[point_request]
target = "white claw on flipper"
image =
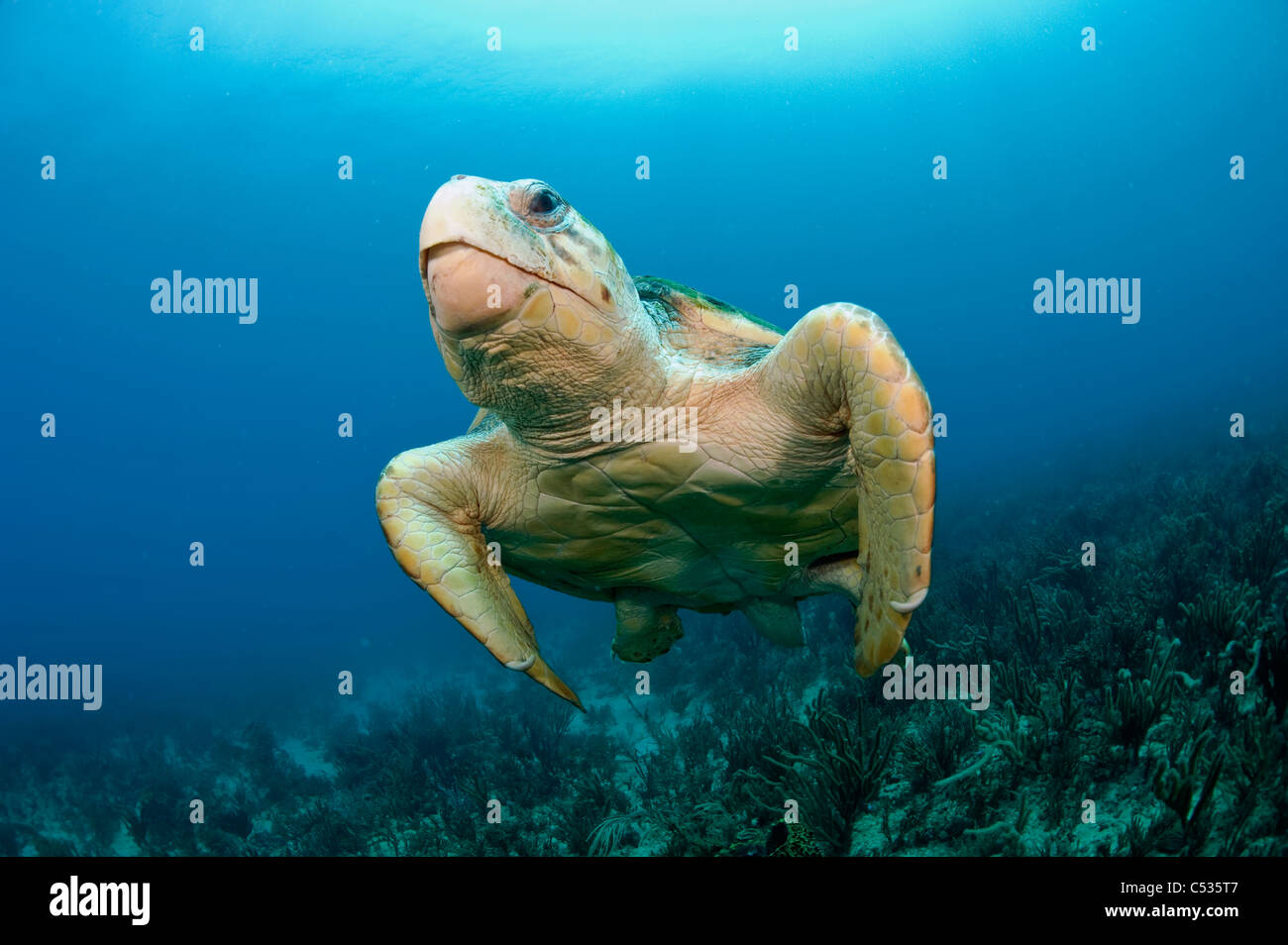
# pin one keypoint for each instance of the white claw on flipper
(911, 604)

--

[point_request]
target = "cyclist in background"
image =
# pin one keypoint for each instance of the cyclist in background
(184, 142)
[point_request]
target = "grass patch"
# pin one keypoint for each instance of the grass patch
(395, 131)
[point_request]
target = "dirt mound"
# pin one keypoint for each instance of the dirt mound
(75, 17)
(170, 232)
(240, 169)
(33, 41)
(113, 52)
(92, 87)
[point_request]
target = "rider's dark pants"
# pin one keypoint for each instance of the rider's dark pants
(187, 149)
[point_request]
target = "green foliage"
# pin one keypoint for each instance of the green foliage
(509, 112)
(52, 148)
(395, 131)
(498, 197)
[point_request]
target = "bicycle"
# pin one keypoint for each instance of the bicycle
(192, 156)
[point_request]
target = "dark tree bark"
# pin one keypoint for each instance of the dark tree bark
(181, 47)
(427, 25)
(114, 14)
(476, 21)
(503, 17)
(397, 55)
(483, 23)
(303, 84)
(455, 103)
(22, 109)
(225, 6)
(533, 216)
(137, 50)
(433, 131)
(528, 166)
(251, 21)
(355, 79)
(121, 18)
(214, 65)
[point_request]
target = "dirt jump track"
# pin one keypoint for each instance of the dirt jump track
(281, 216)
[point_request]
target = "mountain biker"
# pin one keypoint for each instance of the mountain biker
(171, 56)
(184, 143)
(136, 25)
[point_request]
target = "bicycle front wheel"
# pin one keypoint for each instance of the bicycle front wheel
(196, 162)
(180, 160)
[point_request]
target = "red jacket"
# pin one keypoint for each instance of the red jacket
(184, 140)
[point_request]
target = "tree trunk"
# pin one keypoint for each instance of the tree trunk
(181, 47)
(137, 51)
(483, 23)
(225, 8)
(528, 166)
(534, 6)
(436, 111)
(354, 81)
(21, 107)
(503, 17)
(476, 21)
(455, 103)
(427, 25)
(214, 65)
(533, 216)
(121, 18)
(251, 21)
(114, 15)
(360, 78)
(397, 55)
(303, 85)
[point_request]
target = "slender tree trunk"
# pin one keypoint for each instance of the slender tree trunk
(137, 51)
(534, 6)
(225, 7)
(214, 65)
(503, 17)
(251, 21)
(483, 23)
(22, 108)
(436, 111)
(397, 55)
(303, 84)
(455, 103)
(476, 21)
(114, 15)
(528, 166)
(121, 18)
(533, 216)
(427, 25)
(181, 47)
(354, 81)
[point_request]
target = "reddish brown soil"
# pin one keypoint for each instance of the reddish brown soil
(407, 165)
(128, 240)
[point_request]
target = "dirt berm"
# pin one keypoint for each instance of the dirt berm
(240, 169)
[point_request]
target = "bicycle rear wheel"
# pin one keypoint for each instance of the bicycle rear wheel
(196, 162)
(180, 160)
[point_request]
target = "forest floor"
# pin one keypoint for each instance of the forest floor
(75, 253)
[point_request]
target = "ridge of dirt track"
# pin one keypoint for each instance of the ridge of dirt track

--

:: EXERCISE REQUIREMENTS ::
Count how many of the lines above contain the string "rider", treating uppercase and lowercase as different. Give only the number.

:: TASK RESULT ::
2